Requirements: Can you turn every line of the records below into a numbered list, leaving out any blank lines?

# # # #

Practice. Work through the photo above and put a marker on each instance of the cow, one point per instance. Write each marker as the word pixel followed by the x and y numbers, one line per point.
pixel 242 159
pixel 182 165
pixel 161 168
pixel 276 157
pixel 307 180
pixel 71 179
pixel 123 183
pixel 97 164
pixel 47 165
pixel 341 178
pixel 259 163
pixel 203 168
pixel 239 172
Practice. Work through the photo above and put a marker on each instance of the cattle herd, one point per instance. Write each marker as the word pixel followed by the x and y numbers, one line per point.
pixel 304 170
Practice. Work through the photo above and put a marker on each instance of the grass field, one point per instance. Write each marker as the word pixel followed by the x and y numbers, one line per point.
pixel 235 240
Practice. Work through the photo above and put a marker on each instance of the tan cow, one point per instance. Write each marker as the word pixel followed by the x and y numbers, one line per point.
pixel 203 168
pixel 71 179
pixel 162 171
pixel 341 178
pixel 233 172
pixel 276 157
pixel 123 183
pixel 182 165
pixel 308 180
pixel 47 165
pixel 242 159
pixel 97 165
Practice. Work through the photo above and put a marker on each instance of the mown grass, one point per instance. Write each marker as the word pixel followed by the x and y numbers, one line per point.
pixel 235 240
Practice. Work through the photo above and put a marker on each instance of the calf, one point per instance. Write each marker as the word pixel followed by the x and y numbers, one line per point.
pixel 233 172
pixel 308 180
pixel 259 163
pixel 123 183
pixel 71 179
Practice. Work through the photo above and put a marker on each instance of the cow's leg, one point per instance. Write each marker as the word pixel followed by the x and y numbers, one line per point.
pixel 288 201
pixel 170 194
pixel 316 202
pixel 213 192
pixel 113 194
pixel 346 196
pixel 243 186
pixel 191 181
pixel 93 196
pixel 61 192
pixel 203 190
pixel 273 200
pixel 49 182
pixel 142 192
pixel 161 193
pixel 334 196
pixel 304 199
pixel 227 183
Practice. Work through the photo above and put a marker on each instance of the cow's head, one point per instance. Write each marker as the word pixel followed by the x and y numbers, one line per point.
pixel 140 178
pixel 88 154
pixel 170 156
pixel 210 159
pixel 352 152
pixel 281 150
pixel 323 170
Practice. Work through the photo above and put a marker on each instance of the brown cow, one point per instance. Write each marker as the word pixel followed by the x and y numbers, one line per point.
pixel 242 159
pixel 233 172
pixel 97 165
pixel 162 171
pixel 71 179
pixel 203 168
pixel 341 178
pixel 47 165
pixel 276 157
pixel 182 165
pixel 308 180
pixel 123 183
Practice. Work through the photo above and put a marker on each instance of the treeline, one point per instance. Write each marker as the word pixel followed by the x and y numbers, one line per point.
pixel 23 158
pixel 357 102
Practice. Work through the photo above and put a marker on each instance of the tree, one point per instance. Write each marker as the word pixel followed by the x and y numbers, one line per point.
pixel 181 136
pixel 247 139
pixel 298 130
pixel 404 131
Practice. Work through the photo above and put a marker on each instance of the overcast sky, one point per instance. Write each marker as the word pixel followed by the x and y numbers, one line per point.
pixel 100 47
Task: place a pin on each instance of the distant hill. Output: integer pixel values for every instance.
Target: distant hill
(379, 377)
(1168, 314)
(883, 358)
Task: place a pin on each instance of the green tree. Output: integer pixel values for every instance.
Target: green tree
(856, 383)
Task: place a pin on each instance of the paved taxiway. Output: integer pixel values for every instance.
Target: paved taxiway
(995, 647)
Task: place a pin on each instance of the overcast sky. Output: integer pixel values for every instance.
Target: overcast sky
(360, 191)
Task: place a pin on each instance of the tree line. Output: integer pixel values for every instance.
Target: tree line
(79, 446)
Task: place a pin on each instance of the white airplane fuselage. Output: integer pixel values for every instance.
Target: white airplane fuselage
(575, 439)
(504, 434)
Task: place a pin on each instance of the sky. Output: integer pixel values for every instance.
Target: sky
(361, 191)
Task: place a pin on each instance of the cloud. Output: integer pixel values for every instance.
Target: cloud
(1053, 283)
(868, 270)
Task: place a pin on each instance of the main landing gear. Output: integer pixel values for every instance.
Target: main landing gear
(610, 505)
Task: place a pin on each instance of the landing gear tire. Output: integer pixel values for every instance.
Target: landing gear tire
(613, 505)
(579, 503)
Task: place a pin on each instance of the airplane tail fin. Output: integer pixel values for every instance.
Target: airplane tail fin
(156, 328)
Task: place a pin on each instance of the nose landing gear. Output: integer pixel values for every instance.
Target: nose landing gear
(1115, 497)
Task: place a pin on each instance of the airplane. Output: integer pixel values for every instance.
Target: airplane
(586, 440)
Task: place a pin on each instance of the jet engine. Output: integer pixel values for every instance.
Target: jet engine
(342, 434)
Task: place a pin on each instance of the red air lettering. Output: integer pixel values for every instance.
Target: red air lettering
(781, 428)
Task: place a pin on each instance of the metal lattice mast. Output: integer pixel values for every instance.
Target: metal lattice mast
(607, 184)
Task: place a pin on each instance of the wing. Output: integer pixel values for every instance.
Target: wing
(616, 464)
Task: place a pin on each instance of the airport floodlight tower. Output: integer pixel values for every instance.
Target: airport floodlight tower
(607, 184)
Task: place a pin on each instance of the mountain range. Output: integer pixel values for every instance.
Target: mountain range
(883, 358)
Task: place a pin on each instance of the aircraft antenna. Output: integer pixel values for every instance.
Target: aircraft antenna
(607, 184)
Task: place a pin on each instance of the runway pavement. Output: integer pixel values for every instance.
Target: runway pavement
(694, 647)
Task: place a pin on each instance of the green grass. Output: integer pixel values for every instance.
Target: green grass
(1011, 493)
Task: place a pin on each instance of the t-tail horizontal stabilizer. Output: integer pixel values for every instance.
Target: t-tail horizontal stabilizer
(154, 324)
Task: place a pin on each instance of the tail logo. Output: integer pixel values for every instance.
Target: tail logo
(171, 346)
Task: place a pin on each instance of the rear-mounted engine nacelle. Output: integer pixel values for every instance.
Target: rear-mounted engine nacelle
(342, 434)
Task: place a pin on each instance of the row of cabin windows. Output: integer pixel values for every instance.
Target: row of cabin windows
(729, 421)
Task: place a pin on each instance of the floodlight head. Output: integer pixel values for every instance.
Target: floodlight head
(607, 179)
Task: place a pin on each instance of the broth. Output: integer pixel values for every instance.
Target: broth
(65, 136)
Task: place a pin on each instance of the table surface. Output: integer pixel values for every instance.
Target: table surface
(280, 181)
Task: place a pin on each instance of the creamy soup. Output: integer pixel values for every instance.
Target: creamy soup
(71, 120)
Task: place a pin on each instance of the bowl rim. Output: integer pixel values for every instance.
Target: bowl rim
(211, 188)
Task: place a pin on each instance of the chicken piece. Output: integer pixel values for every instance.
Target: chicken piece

# # # #

Exercise output:
1. Practice. Work through the photo above and put a marker on each instance of the cow, one point per instance. Write each marker as the word pixel followed by the x and y numbers, one line per point.
2. pixel 242 159
3. pixel 182 165
4. pixel 161 168
5. pixel 276 157
6. pixel 307 180
7. pixel 71 179
8. pixel 123 183
9. pixel 97 164
10. pixel 47 165
11. pixel 341 178
12. pixel 259 163
13. pixel 203 168
14. pixel 239 172
15. Practice. Work through the photo above and put a marker on each instance of the cattle herd, one point per instance. Write each marker as the word pixel followed by the x and y numbers, one line per point.
16. pixel 304 170
17. Practice. Work through the photo above and put a marker on each instance of the grass field, one point per instance. Write each marker as the word pixel followed by the x and y numbers, one line per point.
18. pixel 235 240
19. Practice. Work through the photo above and put a marker on each instance of the tan cow, one point per instance. Write each marker as the word pixel followed by the x and y numbers, one line per point.
20. pixel 203 168
21. pixel 71 179
22. pixel 162 171
23. pixel 341 178
24. pixel 233 172
25. pixel 276 157
26. pixel 123 183
27. pixel 182 165
28. pixel 308 180
29. pixel 47 165
30. pixel 242 159
31. pixel 97 165
32. Practice. Work through the photo above and put a marker on each instance of the mown grass, one point per instance. Write each marker as the word pixel followed by the x and y numbers, one line per point.
33. pixel 235 240
34. Practice. Work through the photo above and put a marker on each instance of the calf, one point per instance. Write each marker as the word pixel followed by the x and y numbers, one line per point.
35. pixel 233 172
36. pixel 308 180
37. pixel 259 163
38. pixel 123 183
39. pixel 71 179
40. Practice. Work through the photo above and put a marker on each instance of the cow's leg, one point per instance. Write each marker as the word pixel followed by the x and y numbers, one line per point.
41. pixel 288 201
42. pixel 170 194
43. pixel 316 202
44. pixel 213 192
45. pixel 113 194
46. pixel 346 196
47. pixel 243 186
48. pixel 191 181
49. pixel 93 196
50. pixel 61 192
51. pixel 203 190
52. pixel 273 200
53. pixel 49 182
54. pixel 142 192
55. pixel 161 193
56. pixel 334 196
57. pixel 304 199
58. pixel 227 183
59. Practice. Work through the photo above and put a marker on each instance of the cow's head, one point per instance. Write each marker as the word pixel followed by the x and y numbers, one line per point.
60. pixel 140 178
61. pixel 88 154
62. pixel 170 156
63. pixel 210 159
64. pixel 352 152
65. pixel 281 150
66. pixel 323 170
67. Practice. Work through the photo above and put a marker on each instance of the brown cow, one point per instance. Write each marker as the word pixel followed by the x and y numbers, one line per point.
68. pixel 242 159
69. pixel 233 172
70. pixel 97 165
71. pixel 162 171
72. pixel 71 179
73. pixel 203 168
74. pixel 341 178
75. pixel 47 165
76. pixel 276 157
77. pixel 182 165
78. pixel 308 180
79. pixel 123 183
80. Practice. Work through the photo above and put a marker on each instance of the treeline, one point per instance. Write each marker as the word pixel followed by the x and y numbers, one line per point.
81. pixel 23 158
82. pixel 357 102
83. Practice. Work through the photo above and put a marker on each instance of the tree, one point per instance. Write each marker as the word pixel followed by the x and y numbers, one line per point.
84. pixel 181 136
85. pixel 247 139
86. pixel 298 130
87. pixel 404 131
88. Practice. Work through the photo above and put a marker on each instance of the overcast sky, one point per instance. Write each marker as the word pixel followed by the x and y numbers, one line per point.
89. pixel 100 47
90. Task: place a pin on each instance of the distant hill. Output: integer pixel values for every instance.
91. Target: distant hill
92. (379, 377)
93. (1168, 314)
94. (883, 358)
95. Task: place a pin on each instance of the green tree. Output: integer pixel values for every instance.
96. Target: green tree
97. (856, 383)
98. Task: place a pin on each instance of the paved taxiway. Output: integer pixel values for every instance.
99. Target: paved taxiway
100. (995, 647)
101. Task: place a pin on each instance of the overcast sky. Output: integer pixel values for every instance.
102. Target: overcast sky
103. (360, 191)
104. Task: place a pin on each instance of the tree line. Output: integer pixel values for every instance.
105. Target: tree line
106. (79, 446)
107. Task: place a pin on each instance of the white airplane fuselage. Output: integer pixel values for every instance.
108. Target: white airplane fuselage
109. (575, 439)
110. (504, 434)
111. Task: place a pin on each instance of the sky. Output: integer pixel values for every instance.
112. Target: sky
113. (361, 191)
114. Task: place a pin on each instance of the cloud. Output: integer pixel values for every instance.
115. Target: cloud
116. (1053, 283)
117. (868, 270)
118. Task: place a pin on each instance of the main landing gear. Output: integer pixel values for every instance.
119. Target: main landing gear
120. (610, 505)
121. Task: place a pin on each instance of the landing gear tire. Output: integer pixel values for every instance.
122. Target: landing gear tire
123. (613, 505)
124. (579, 503)
125. Task: place a pin on each instance of the airplane tail fin. Output: integer pixel values for every instance.
126. Target: airplane tail fin
127. (156, 328)
128. Task: place a pin on each instance of the nose landing gear. Output: integer pixel values for every instance.
129. Target: nose landing gear
130. (1115, 497)
131. Task: place a pin on each instance of the airplane. Output: integer pixel values for every instance.
132. Target: airplane
133. (586, 440)
134. Task: place a pin on each instance of the jet engine. Output: integer pixel values for every instance.
135. Target: jet engine
136. (342, 434)
137. Task: place a pin on each instance of the red air lettering. Output: integer pixel values for every instance.
138. Target: red air lettering
139. (781, 428)
140. Task: place a pin on each instance of the metal lattice mast. Output: integer pixel values for every instance.
141. Target: metal lattice mast
142. (607, 184)
143. Task: place a pin on each instance of the wing. Output: integer pixel values for every instance.
144. Target: wing
145. (616, 464)
146. Task: place a pin on each instance of the airport floodlight tower. Output: integer pixel values for every instance.
147. Target: airport floodlight tower
148. (607, 184)
149. Task: place a pin on each instance of the mountain range. Output: integer pixel values for every instance.
150. Target: mountain range
151. (883, 358)
152. Task: place a pin on each instance of the aircraft antenna. Output: integer pixel values for every instance.
153. Target: aircraft antenna
154. (607, 184)
155. Task: place a pin on each instance of the runway pavement. Output: integer pixel values for every instance.
156. Target: runway pavement
157. (694, 647)
158. Task: place a pin on each instance of the green grass. Output: integer pixel values for every instance.
159. Target: green grass
160. (1011, 493)
161. Task: place a pin on each instance of the t-tail horizontal stabilizer. Output: integer pixel values for every instance.
162. Target: t-tail horizontal stabilizer
163. (154, 324)
164. Task: place a pin on each instance of the tail logo. Output: integer pixel values for every instance.
165. Target: tail logo
166. (171, 346)
167. Task: place a pin on each instance of the rear-mounted engine nacelle. Output: integer pixel values for every instance.
168. Target: rear-mounted engine nacelle
169. (342, 434)
170. Task: place a pin on each instance of the row of cabin windows. Output: integer pixel values for every instance.
171. Target: row of cabin windows
172. (729, 421)
173. Task: place a pin on each instance of the floodlight head. Output: integer pixel values for every instance.
174. Target: floodlight head
175. (607, 179)
176. Task: place a pin on each instance of the broth. Output: integer pixel values for every instance.
177. Target: broth
178. (65, 136)
179. Task: place a pin on each instance of the table surface. Output: integer pixel values for every instance.
180. Target: table surface
181. (280, 181)
182. Task: place a pin on each instance of the creamy soup. Output: integer pixel values for every instance.
183. Target: creamy soup
184. (71, 120)
185. Task: place a pin on each instance of the bowl rim. Output: integer pixel values for every instance.
186. Target: bowl rim
187. (211, 188)
188. Task: place a pin on each instance of the chicken piece. Output: integer pixel values for every instance.
189. Target: chicken piece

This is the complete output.